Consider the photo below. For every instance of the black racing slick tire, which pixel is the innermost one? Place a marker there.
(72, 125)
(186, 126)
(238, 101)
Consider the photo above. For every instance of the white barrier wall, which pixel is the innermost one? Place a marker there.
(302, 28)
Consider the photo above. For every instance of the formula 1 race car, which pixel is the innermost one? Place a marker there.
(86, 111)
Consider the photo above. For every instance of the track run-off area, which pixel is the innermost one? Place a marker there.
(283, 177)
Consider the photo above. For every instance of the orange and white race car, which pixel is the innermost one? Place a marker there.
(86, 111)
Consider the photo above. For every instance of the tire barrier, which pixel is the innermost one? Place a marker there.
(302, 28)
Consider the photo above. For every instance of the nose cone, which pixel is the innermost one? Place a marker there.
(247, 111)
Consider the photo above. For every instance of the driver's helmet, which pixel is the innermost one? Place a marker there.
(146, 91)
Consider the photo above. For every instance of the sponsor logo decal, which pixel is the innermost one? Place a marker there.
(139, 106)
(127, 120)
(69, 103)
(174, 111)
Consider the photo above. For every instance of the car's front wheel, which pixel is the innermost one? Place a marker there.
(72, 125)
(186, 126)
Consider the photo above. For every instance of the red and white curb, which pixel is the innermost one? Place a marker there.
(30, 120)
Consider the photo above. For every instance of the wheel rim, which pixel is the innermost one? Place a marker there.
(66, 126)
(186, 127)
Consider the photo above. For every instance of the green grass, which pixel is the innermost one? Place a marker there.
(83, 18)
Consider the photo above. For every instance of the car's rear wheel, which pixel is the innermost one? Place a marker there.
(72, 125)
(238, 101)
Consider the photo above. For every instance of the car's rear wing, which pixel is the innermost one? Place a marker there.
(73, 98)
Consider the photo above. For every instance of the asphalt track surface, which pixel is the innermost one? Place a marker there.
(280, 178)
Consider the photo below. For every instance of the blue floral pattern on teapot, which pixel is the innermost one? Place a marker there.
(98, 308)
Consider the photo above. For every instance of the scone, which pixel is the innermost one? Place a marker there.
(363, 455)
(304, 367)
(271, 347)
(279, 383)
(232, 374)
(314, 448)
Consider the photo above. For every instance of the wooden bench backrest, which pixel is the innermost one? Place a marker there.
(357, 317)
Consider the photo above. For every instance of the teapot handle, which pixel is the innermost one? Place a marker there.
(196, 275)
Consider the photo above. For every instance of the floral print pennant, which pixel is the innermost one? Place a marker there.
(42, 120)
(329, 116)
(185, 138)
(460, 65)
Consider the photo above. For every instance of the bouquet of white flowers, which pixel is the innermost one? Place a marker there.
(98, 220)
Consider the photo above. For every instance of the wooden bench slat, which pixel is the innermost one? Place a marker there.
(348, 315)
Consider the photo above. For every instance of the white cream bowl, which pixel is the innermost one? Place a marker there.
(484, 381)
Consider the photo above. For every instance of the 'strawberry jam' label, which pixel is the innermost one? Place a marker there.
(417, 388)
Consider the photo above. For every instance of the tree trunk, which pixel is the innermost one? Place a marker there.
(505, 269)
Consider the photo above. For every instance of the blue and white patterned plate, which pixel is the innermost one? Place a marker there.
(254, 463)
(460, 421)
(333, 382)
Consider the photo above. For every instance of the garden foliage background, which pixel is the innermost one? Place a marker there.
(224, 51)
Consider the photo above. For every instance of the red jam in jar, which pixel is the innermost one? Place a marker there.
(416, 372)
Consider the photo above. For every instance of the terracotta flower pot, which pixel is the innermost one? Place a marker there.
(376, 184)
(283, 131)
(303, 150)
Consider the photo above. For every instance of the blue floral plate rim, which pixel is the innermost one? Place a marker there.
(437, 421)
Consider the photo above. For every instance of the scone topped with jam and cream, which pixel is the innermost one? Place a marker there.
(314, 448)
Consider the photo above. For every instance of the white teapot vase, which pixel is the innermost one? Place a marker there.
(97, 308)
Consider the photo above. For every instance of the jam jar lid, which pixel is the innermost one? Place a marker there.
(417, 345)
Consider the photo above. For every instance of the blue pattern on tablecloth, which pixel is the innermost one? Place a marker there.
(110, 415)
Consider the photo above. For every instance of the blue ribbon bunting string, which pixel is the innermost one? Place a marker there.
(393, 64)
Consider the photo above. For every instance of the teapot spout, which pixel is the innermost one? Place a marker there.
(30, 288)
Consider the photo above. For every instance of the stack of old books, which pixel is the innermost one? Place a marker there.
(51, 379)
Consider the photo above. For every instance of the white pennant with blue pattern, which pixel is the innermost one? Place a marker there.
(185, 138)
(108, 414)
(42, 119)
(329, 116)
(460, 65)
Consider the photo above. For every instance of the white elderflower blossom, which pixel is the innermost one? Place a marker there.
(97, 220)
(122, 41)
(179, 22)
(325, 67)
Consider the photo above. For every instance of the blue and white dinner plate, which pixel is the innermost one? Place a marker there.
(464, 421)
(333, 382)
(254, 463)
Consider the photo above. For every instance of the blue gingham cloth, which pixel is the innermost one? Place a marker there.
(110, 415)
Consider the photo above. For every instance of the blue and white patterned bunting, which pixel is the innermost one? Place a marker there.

################

**TASK INSTRUCTIONS:**
Copy, character for character, the lines from the line that holds "Consider the photo above. For every instance of the red jam" through the final line of the records above.

**FINAL ANSWER:**
Consider the photo above. For every instance of the red jam in jar, which pixel is the innermost one? Place a marker there.
(416, 372)
Consider the photo above. For every instance of the terracotta flower pot, which pixel is the innermost one? Place a marker there.
(376, 184)
(283, 131)
(303, 150)
Consider the photo above. For every instance of the blue floral plate rim, which pixel is the innermost one? Place a marker there.
(437, 421)
Consider the photo above. For every instance of the scone topped with jam and cream, which pixel is the innermost one? Place a marker there.
(314, 448)
Consider the photo above. For every instance of the white teapot vase, which pixel is the innermost one? Place a marker there.
(97, 308)
Consider the photo above. For every instance of the jam jar lid, which pixel is the innermost one? Place a marker there.
(417, 345)
Consider the photo above. For every instance of the blue pattern on tablecloth, which pixel is the innermost one? Place a marker there.
(110, 415)
Consider the photo above. For every instance of the blue ribbon bunting string, which pixel is the innermost one? Place a marker there.
(393, 64)
Consider the photo above. For every instance of the teapot spout, which pixel is the innermost one? Place a marker there.
(30, 288)
Consider the photo above. For every instance of the stack of old books, which pixel is the innermost one? Place a marker there.
(51, 379)
Consider the photo above. For every instance of the white pennant with blue pattern, which pixel is the innermost one? Place a marker there.
(185, 138)
(108, 414)
(42, 119)
(329, 116)
(460, 65)
Consider the photo above. For every instance of the white elderflower blossom, which pixel is the innermost one? Place a marker there.
(97, 220)
(122, 41)
(179, 22)
(325, 67)
Consider the photo above. For every instance of the blue and white dinner plate, which pixel is the innermost one? Place a marker there.
(464, 421)
(333, 382)
(254, 463)
Consider the photo above. For every instance of the blue gingham cloth, which pixel is the innermost one? Place a marker there.
(110, 415)
Consider the photo above. For every instance of the blue and white patterned bunting, which pixel is the innermost one? Place a marker there.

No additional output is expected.